▶ **Text block**

◇ ◇ ◇ ◇ ◇

Re: [ACTION-15] General text on conversion

On 14 May 2014, at 13:58 , Andy Seaborne <andy@apache.org> wrote:

> On 14/05/14 12:40, Jeni Tennison wrote:
>> Ivan, Andy,
>> 
>> I’ve created a section called ‘Processing Tables’ in the Metadata spec here:
>> 
>>   http://w3c.github.io/csvw/metadata/#processing-tables
> 
> 2.4 Converting Tables
> http://w3c.github.io/csvw/metadata/#h3_converting-tables

I was too quick, so I gave comments for 2.2 as well:-)

ivan

> 
>> 
>> which (will) include any general constraints about the interpretation of metadata and what conversion specifications have to do. This is all based on Ivan’s wording below.
>> 
>> I think this is useful?
>> 
>> Jeni
>> 
>> ------------------------------------------------------
>> From: Ivan Herman ivan@w3.org
>> Reply: Ivan Herman ivan@w3.org
>> Date: 14 May 2014 at 12:29:47
>> To: Andy Seaborne andy@apache.org
>> Cc: W3C CSV on the Web Working Group public-csv-wg@w3.org
>> Subject:  Re: [ACTION-15] General text on conversion
>> 
>>> 
>>> On 14 May 2014, at 11:54 , Andy Seaborne wrote:
>>> 
>>>> On 08/05/14 12:26, Ivan Herman wrote:
>>>>> Guys
>>>>> 
>>>>> my action from yesterday[1] refers to a text that should be added to
>>>>> the RDF conversion document. I have come up with something, based on
>>>>> the email discussion,
>>>> 
>>>> Thank you.
>>>> 
>>>>> but also some additional issues; however, I am
>>>>> not sure whether the RDF conversion document is the right place for
>>>>> this. I wonder whether adding this as a separate section in the
>>>>> syntax document is not a better choice.
>>>> 
>>>> Gregg has suggested that if all the conversions are based around the
>>>> template mechanism, then there be one conversions document for all of
>>>> RDF, JSON and XML.
>>>> 
>>>> That makes sense to me although I also think that someone arrives at the
>>>> doc wanting, say, the details of JSON conversion, having them all in one place makes
>>> for a less focused document.

◇ ◇ ◇ ◇ ◇

▶ **What is required**
List each distinct email address that appears in the mailing-list thread above on general conversion text.

◇ ◇ ◇ ◇ ◇

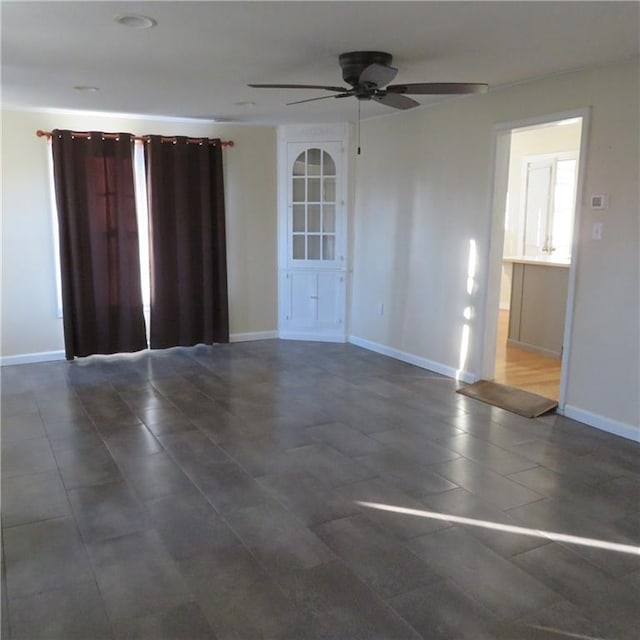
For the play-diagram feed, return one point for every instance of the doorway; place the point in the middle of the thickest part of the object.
(529, 303)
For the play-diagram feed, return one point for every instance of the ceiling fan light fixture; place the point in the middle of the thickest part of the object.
(135, 21)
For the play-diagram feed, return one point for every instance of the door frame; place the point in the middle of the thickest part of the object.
(500, 153)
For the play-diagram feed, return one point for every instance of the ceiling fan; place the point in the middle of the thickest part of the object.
(369, 73)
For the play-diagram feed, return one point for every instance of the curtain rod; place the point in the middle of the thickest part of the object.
(112, 136)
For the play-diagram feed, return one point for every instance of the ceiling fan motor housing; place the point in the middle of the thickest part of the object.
(353, 63)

◇ ◇ ◇ ◇ ◇

▶ **Reply to the exercise**
andy@apache.org
ivan@w3.org
public-csv-wg@w3.org